> **Set exercise**: Rescale the records from the line that contains "Wildlife-survey input: mark every instance of the truck hood" through the line that contains "point(524, 104)", and write only those lines out again with the requests included. Multiply every coordinate in the answers by 2.35 and round each result to a whole number, with halves rounded up.

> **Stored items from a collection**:
--*--

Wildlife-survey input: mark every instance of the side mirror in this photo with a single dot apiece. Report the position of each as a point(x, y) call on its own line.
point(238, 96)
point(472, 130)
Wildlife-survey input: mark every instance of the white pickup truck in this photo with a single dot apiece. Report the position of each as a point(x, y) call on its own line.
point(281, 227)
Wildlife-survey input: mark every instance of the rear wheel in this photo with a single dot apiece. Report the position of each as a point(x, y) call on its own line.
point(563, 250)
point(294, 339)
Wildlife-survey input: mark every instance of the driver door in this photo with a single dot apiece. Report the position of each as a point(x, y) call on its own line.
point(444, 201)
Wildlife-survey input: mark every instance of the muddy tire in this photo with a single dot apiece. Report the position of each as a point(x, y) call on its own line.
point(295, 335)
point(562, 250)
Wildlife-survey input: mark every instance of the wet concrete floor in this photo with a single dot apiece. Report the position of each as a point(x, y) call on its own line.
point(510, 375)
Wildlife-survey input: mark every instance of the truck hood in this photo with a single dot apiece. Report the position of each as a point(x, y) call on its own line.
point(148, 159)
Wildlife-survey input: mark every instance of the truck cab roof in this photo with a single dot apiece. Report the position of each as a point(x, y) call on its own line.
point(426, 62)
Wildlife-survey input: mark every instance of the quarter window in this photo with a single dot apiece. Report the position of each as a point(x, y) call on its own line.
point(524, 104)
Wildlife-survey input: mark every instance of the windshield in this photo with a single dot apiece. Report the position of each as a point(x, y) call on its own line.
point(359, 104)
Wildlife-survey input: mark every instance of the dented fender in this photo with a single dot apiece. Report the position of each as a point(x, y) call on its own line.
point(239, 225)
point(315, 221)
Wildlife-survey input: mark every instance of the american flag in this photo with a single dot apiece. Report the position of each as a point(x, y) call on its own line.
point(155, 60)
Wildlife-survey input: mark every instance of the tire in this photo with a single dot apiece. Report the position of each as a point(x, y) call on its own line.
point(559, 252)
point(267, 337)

--*--

> **Answer in full**:
Wildlife-survey input: mark every instance of the truck hood in this photo with a single dot apiece. Report the position of each as a point(x, y) call on its own line.
point(348, 374)
Wildlife-survey input: mark every instance of the truck cab roof in this photo with a single dot apiece. Report the position of each as a point(x, y) call on its own line.
point(1001, 146)
Wildlife-survey input: mark every instance of the quarter window in this photo with a single dot apiece. Report the position of each as a point(x, y) call on its own line.
point(1231, 244)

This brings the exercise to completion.